─── The data

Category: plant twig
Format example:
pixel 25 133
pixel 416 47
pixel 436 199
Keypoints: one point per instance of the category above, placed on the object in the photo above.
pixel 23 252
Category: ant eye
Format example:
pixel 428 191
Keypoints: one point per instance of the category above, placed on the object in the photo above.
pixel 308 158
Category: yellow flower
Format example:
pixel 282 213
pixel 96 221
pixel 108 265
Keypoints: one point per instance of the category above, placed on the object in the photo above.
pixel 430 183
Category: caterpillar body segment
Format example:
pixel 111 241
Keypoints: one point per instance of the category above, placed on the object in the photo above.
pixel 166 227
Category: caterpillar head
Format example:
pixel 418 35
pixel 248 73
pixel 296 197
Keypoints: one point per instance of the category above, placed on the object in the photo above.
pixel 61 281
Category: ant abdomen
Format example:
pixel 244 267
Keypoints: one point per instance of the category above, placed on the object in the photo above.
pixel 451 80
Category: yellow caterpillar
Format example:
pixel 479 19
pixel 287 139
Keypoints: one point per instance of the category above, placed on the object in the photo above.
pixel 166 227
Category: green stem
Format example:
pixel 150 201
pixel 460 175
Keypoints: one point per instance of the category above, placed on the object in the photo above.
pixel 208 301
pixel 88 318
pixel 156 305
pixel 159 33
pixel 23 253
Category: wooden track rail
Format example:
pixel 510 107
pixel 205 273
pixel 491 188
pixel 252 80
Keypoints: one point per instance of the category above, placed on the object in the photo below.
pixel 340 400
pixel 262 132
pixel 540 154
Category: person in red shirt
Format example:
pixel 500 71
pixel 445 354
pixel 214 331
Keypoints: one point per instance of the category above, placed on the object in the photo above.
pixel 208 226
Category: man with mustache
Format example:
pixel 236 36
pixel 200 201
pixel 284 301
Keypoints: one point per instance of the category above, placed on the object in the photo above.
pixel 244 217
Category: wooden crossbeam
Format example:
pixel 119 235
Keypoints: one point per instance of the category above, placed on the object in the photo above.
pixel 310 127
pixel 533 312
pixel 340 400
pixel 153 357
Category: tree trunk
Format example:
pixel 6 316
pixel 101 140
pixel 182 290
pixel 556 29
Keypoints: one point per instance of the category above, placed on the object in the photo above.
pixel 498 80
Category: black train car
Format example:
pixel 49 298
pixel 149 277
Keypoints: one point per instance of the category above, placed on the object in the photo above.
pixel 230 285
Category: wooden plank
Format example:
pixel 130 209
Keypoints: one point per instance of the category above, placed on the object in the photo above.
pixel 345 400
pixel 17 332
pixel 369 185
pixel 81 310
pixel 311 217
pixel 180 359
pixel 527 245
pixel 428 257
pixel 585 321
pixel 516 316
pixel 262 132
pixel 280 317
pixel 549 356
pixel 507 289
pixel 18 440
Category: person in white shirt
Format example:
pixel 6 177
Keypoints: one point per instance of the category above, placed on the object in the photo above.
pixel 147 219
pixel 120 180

──────
─── The data

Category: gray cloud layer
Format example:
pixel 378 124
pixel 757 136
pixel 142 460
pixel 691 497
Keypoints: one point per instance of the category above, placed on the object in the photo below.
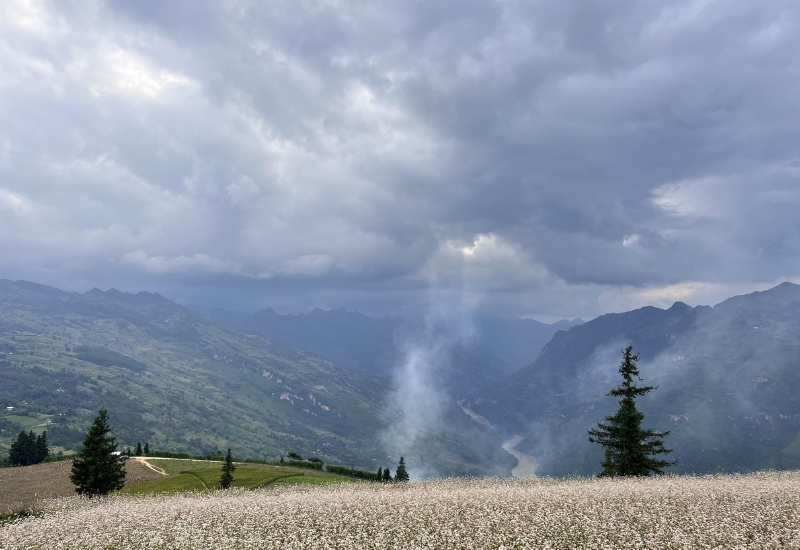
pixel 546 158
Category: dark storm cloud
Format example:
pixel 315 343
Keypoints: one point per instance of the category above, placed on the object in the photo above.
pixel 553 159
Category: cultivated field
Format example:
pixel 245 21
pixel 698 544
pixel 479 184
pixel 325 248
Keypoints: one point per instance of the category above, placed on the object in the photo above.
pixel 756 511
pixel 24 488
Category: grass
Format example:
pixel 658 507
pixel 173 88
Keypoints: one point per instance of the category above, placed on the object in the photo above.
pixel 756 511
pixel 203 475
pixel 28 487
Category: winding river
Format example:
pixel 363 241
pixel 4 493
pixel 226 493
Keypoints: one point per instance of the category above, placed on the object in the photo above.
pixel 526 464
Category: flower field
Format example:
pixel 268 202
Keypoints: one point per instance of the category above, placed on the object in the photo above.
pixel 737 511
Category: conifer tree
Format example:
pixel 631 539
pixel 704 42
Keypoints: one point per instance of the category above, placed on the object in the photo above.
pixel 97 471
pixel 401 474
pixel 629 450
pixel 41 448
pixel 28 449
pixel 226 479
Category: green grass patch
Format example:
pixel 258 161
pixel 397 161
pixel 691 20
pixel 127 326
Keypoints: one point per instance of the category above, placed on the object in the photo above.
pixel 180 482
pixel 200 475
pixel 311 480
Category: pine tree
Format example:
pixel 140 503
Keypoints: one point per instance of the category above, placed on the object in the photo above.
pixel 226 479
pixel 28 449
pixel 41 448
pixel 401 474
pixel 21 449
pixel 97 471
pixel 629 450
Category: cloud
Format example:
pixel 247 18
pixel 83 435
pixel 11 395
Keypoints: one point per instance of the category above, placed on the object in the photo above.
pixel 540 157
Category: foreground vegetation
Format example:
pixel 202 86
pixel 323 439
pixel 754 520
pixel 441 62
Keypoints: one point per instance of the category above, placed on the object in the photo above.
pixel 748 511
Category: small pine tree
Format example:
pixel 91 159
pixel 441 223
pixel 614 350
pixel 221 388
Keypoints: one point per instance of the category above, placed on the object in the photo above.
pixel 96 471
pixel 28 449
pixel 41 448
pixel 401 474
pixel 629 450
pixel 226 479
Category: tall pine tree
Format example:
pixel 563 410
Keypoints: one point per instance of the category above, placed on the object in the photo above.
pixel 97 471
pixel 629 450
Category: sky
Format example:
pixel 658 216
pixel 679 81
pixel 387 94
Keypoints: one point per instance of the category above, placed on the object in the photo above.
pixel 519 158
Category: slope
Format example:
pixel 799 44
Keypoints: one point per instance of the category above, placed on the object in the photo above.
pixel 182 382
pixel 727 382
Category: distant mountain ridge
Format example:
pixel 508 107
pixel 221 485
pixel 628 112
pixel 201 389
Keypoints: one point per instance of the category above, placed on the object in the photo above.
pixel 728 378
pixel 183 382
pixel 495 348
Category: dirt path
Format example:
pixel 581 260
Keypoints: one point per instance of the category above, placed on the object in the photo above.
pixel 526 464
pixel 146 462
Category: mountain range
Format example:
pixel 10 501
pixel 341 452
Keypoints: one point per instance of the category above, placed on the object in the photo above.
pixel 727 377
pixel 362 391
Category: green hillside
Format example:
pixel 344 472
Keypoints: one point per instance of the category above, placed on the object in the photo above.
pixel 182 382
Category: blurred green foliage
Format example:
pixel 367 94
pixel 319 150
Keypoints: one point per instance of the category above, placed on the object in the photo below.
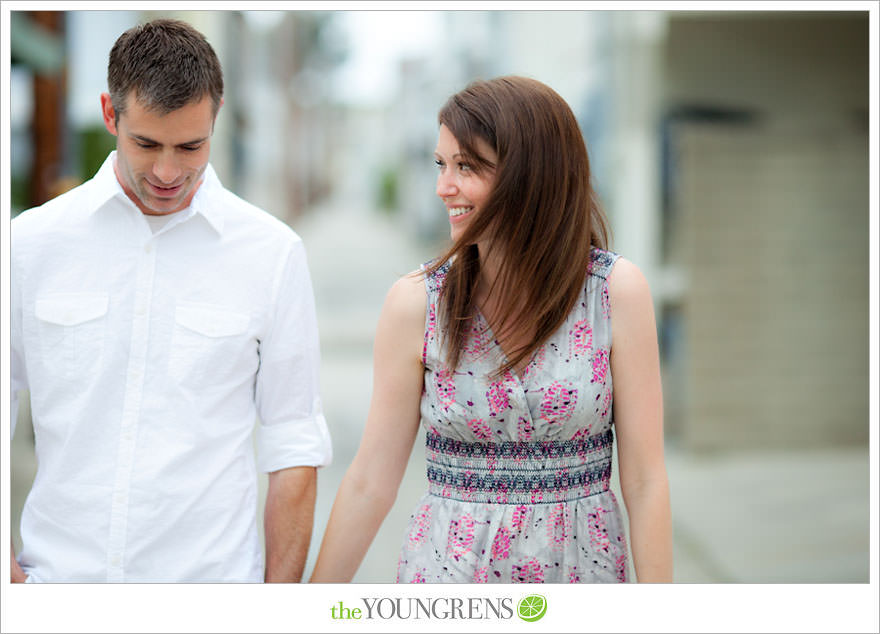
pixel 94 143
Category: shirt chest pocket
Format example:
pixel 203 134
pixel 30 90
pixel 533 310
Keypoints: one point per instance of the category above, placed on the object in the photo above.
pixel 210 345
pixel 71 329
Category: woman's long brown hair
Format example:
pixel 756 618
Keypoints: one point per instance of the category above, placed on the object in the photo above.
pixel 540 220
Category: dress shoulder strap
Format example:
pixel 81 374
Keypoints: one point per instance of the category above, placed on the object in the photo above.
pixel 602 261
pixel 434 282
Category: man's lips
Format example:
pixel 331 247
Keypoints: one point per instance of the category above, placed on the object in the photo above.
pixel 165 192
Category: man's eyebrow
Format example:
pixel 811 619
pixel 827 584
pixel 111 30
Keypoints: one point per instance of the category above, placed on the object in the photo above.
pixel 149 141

──────
─── The data

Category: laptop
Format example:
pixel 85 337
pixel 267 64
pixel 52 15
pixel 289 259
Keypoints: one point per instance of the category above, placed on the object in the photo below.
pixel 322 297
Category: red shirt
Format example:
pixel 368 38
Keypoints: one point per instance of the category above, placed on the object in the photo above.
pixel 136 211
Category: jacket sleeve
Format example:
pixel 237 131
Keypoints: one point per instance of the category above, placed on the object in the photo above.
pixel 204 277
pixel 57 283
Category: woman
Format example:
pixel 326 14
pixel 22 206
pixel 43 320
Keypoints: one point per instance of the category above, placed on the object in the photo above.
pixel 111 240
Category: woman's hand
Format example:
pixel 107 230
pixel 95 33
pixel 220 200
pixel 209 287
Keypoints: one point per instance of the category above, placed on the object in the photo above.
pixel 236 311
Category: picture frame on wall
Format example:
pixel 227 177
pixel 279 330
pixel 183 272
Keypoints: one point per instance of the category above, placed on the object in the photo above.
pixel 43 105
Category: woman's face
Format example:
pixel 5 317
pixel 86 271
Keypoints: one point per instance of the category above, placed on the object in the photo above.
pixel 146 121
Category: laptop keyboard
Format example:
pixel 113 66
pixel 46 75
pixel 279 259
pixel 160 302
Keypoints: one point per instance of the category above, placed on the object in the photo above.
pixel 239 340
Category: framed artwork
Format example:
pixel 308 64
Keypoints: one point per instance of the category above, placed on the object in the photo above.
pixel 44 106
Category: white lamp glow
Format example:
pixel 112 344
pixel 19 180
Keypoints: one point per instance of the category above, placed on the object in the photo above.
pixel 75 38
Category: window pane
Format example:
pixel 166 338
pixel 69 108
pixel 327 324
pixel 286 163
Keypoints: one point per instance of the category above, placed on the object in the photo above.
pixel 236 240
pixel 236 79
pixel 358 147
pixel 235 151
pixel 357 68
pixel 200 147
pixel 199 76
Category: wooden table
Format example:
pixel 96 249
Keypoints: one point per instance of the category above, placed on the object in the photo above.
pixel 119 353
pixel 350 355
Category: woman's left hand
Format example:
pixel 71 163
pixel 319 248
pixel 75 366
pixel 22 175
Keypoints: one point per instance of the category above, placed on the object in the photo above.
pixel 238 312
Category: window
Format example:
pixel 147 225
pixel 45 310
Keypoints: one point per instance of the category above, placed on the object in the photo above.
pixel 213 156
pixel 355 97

──────

### Task instructions
Search the data for the string "green". List each line that has it.

### Solution below
Category: green stem
Category: green grass patch
Category: green hillside
Category: blurred green foliage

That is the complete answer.